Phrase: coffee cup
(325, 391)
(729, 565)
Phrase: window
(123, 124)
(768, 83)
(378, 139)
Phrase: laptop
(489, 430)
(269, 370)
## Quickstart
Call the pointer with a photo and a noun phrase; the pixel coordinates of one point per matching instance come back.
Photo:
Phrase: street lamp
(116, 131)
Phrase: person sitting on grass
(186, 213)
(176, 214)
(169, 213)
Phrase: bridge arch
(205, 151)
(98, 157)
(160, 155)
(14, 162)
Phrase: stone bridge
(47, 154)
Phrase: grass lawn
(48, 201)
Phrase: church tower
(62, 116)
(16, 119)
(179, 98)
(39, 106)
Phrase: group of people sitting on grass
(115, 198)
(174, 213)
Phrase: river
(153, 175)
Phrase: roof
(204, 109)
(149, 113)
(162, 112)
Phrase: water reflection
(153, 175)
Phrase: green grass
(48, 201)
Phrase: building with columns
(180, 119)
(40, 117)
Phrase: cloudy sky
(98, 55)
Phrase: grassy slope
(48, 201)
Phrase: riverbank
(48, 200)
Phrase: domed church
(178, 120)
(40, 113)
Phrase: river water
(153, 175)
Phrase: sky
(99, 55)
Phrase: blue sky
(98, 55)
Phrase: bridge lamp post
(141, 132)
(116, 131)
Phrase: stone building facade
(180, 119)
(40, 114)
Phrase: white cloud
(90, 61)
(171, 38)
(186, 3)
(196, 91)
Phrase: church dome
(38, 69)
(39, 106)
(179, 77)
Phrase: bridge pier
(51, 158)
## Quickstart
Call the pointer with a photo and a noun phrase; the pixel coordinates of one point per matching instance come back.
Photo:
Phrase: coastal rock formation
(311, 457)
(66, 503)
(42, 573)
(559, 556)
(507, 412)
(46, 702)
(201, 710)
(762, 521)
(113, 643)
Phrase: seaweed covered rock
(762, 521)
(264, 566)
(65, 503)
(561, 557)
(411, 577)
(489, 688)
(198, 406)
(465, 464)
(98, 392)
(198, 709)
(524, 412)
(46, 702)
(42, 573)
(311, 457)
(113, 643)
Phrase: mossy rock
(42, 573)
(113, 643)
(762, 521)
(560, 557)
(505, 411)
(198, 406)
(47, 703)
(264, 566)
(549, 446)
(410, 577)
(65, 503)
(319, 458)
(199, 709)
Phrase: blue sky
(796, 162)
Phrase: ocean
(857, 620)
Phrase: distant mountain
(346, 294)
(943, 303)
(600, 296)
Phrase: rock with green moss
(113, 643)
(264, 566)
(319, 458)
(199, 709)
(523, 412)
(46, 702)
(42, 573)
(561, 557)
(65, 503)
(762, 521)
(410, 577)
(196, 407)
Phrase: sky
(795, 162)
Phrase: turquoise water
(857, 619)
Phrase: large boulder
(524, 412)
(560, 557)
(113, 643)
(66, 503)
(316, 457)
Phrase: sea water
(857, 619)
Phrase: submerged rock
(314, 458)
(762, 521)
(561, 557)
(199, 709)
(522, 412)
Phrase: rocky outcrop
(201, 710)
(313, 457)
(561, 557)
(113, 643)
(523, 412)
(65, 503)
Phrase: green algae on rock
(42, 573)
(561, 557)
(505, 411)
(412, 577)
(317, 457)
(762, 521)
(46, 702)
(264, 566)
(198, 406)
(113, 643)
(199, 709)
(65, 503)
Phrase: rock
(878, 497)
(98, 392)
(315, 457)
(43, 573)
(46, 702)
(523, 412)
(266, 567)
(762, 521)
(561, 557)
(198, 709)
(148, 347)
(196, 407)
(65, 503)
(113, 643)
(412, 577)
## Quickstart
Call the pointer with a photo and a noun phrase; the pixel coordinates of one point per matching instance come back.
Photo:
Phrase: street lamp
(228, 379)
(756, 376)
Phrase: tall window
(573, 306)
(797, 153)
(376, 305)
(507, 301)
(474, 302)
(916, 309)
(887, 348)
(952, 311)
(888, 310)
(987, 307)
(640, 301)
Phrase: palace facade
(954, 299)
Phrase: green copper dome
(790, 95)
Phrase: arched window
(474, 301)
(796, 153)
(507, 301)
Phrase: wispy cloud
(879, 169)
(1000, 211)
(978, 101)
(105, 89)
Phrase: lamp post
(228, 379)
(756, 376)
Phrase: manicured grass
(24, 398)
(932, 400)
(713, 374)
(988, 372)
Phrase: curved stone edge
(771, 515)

========================================

• [THE TASK] Please output the full listing, keeping every character the same.

• [ANSWER SPACE]
Phrase: coffee cup
(325, 391)
(729, 565)
Phrase: window
(123, 124)
(768, 83)
(378, 139)
Phrase: laptop
(489, 430)
(269, 370)
## Quickstart
Call the pointer with a photo and a noun phrase; the pixel coordinates of one point per matching instance come back.
Photo:
Phrase: street lamp
(116, 131)
Phrase: person sitting on grass
(186, 213)
(176, 214)
(169, 213)
Phrase: bridge arch
(205, 151)
(98, 157)
(160, 155)
(14, 162)
Phrase: stone bridge
(47, 154)
Phrase: grass lawn
(48, 201)
Phrase: church tower
(62, 116)
(16, 119)
(179, 98)
(39, 106)
Phrase: group of people sitting on grass
(115, 198)
(174, 213)
Phrase: river
(153, 175)
Phrase: roof
(204, 109)
(149, 113)
(162, 112)
Phrase: water reflection
(153, 175)
Phrase: green grass
(48, 201)
Phrase: building with columns
(180, 119)
(40, 117)
Phrase: cloudy sky
(98, 55)
Phrase: grassy slope
(48, 201)
Phrase: riverbank
(48, 200)
Phrase: domed church
(178, 120)
(40, 113)
Phrase: river water
(153, 175)
Phrase: sky
(99, 55)
Phrase: blue sky
(98, 55)
Phrase: bridge lamp post
(141, 132)
(116, 131)
Phrase: stone building facade
(180, 119)
(40, 114)
Phrase: white cloud
(90, 61)
(171, 38)
(186, 3)
(196, 91)
Phrase: church dome
(38, 69)
(39, 106)
(179, 77)
Phrase: bridge pier
(51, 158)
## Quickstart
Call the pointer with a photo and a noun phrase; the pixel coordinates of one point per matching instance come back.
Photo:
Phrase: coastal rock formation
(311, 457)
(66, 503)
(42, 573)
(559, 556)
(507, 412)
(46, 702)
(201, 710)
(762, 521)
(113, 643)
Phrase: seaweed covered rock
(762, 521)
(264, 566)
(65, 503)
(561, 557)
(411, 577)
(489, 688)
(198, 406)
(465, 464)
(98, 392)
(198, 709)
(524, 412)
(46, 702)
(42, 573)
(311, 457)
(113, 643)
Phrase: mossy rock
(42, 573)
(113, 643)
(762, 521)
(560, 557)
(505, 411)
(198, 406)
(47, 703)
(264, 566)
(549, 446)
(410, 577)
(65, 503)
(319, 458)
(199, 709)
Phrase: blue sky
(796, 162)
Phrase: ocean
(857, 620)
Phrase: distant mountain
(346, 294)
(943, 303)
(600, 296)
Phrase: rock with green moss
(113, 643)
(264, 566)
(319, 458)
(199, 709)
(523, 412)
(46, 702)
(42, 573)
(561, 557)
(65, 503)
(762, 521)
(410, 577)
(196, 407)
Phrase: sky
(795, 162)
Phrase: turquoise water
(857, 619)
Phrase: large boulder
(524, 412)
(560, 557)
(113, 643)
(66, 503)
(316, 457)
Phrase: sea water
(857, 619)
Phrase: submerged rock
(314, 458)
(762, 521)
(561, 557)
(199, 709)
(522, 412)
Phrase: rocky outcrop
(201, 710)
(313, 457)
(561, 557)
(113, 643)
(523, 412)
(65, 503)
Phrase: green algae on rock
(42, 573)
(561, 557)
(505, 411)
(412, 577)
(317, 457)
(762, 521)
(46, 702)
(264, 566)
(198, 406)
(113, 643)
(199, 709)
(65, 503)
Phrase: rock
(878, 497)
(98, 392)
(315, 457)
(43, 573)
(46, 702)
(523, 412)
(266, 567)
(762, 521)
(561, 557)
(198, 709)
(148, 347)
(196, 407)
(65, 503)
(113, 643)
(412, 577)
## Quickstart
Call the pointer with a photo and a noun phrase; the pixel coordinates of one point per matching instance come back.
Photo:
Phrase: street lamp
(228, 379)
(756, 376)
Phrase: tall window
(573, 306)
(797, 153)
(376, 305)
(507, 301)
(474, 302)
(916, 309)
(887, 348)
(952, 311)
(888, 310)
(987, 307)
(640, 301)
Phrase: palace facade
(954, 299)
Phrase: green copper dome
(790, 95)
Phrase: arched window
(474, 301)
(796, 153)
(507, 301)
Phrase: wispy cloud
(879, 169)
(1000, 211)
(978, 101)
(105, 89)
Phrase: lamp post
(228, 379)
(756, 376)
Phrase: manicured grass
(24, 398)
(932, 400)
(713, 374)
(988, 372)
Phrase: curved stone edge
(771, 515)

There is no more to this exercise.